• _REQUIREMENT_: Which lines in the items below contain the word "building"? Pull out each of those lines in full.

• _MATERIALS PROVIDED_:
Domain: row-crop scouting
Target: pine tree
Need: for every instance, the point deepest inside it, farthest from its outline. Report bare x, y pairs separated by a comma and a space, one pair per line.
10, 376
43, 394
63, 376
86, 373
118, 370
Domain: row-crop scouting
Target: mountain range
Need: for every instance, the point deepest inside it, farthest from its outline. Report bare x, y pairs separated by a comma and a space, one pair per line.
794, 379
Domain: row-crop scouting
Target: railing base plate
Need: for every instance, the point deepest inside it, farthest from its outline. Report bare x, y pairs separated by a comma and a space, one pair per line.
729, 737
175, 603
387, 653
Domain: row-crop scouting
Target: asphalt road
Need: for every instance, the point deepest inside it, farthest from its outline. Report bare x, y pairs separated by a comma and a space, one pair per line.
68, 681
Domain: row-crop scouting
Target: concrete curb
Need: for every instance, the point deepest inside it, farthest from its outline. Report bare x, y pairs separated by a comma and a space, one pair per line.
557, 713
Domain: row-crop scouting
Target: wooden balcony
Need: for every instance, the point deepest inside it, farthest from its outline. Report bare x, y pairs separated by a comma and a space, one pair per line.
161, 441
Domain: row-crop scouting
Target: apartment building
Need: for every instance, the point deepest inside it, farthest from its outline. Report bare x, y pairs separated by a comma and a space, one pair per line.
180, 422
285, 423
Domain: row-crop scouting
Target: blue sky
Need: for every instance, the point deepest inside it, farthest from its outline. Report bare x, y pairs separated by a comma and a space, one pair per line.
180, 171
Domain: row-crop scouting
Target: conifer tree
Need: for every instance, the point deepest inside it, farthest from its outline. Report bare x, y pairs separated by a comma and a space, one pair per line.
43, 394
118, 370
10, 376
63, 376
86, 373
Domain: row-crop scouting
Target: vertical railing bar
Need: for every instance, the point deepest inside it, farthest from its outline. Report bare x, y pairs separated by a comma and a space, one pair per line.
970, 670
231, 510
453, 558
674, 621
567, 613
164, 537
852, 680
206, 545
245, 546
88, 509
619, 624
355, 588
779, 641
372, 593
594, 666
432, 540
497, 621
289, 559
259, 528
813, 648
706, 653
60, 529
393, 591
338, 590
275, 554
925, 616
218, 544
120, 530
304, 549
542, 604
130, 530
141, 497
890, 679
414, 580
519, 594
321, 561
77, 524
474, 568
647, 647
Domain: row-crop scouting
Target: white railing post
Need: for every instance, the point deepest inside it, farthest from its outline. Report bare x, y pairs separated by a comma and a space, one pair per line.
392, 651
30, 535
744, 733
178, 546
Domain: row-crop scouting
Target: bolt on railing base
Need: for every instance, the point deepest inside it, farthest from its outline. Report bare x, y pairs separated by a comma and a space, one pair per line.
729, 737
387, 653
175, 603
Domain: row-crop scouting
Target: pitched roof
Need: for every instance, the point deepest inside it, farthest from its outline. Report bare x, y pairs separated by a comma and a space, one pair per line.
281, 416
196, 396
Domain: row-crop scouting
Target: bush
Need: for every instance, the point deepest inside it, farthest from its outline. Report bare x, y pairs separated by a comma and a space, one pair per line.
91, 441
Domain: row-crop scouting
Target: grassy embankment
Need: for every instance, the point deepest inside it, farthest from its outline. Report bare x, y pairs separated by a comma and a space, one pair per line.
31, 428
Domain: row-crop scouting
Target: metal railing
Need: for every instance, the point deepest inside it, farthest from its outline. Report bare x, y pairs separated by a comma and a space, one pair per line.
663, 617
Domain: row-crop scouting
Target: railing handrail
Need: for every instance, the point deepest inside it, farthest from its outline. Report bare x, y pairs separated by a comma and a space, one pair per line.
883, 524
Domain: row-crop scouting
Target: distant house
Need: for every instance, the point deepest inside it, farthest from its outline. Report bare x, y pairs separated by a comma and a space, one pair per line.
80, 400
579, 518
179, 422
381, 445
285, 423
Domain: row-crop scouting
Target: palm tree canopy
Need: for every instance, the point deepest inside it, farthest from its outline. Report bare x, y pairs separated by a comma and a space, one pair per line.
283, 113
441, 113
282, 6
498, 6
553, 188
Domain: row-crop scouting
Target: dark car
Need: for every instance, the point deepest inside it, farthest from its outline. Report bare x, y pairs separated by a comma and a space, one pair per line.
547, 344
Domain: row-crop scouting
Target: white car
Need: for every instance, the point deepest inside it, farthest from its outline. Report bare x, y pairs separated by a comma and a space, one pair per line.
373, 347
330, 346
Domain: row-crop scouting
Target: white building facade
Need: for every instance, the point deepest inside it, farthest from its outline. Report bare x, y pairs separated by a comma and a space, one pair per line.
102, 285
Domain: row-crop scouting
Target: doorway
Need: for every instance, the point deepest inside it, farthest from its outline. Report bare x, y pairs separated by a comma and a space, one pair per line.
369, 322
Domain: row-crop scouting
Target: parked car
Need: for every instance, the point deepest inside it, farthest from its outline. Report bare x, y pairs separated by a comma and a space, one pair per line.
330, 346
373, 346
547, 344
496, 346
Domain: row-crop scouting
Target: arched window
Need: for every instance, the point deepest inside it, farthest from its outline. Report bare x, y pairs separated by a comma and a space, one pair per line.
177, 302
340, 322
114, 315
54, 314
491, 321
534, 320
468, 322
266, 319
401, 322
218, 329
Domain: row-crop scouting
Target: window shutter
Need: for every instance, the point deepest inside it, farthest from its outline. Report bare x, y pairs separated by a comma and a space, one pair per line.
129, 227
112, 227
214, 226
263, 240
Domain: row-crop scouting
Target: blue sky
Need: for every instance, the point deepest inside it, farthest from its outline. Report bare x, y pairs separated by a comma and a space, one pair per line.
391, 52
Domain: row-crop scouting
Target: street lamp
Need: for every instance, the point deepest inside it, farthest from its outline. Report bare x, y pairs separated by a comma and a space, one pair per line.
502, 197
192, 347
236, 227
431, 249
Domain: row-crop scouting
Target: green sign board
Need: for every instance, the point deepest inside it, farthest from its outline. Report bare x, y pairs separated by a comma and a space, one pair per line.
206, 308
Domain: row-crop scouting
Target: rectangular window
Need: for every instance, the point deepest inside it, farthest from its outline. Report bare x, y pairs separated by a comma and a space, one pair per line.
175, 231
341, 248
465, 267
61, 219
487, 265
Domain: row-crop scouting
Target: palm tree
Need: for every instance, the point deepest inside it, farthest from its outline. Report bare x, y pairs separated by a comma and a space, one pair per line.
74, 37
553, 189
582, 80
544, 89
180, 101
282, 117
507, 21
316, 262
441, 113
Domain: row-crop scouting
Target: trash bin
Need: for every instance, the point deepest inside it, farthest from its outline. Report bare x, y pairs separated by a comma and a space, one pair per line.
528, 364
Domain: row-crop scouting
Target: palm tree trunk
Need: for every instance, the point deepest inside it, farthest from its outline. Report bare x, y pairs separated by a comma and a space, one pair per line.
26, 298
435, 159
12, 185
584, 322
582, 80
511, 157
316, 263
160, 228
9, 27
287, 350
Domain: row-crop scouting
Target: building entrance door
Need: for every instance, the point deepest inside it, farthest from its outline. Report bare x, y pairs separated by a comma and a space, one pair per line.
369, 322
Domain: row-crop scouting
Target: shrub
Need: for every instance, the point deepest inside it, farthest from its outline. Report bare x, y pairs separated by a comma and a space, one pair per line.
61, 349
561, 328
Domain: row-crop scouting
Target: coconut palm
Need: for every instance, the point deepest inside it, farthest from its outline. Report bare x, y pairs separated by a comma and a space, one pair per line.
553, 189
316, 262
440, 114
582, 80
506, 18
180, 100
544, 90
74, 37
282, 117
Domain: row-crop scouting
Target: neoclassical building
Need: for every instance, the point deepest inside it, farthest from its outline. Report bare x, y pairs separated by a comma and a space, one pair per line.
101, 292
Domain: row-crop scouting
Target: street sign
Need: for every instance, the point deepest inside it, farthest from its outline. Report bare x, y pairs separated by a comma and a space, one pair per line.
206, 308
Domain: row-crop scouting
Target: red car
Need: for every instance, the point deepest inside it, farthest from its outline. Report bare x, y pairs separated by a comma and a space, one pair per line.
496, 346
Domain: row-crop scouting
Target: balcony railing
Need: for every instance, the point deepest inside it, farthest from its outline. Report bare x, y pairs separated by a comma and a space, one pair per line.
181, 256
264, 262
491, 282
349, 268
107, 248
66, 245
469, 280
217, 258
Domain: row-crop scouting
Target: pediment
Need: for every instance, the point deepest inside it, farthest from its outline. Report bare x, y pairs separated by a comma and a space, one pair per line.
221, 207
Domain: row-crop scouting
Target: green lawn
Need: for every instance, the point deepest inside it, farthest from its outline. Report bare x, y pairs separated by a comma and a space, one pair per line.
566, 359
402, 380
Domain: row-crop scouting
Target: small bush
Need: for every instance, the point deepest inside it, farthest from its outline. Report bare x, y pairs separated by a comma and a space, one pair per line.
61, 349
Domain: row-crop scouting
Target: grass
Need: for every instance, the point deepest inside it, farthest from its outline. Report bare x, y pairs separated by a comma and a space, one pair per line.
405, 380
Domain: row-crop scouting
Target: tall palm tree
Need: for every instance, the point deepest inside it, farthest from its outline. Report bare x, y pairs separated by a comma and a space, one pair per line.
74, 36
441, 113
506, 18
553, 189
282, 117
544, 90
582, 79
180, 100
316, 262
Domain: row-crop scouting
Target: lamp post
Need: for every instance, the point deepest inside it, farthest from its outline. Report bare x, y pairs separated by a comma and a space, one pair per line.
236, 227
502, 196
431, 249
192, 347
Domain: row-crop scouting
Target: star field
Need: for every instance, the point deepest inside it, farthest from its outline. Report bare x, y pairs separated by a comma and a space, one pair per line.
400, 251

• _RESPONSE_:
Target: apartment building
Target: white building facade
Target: building entrance door
Target: neoclassical building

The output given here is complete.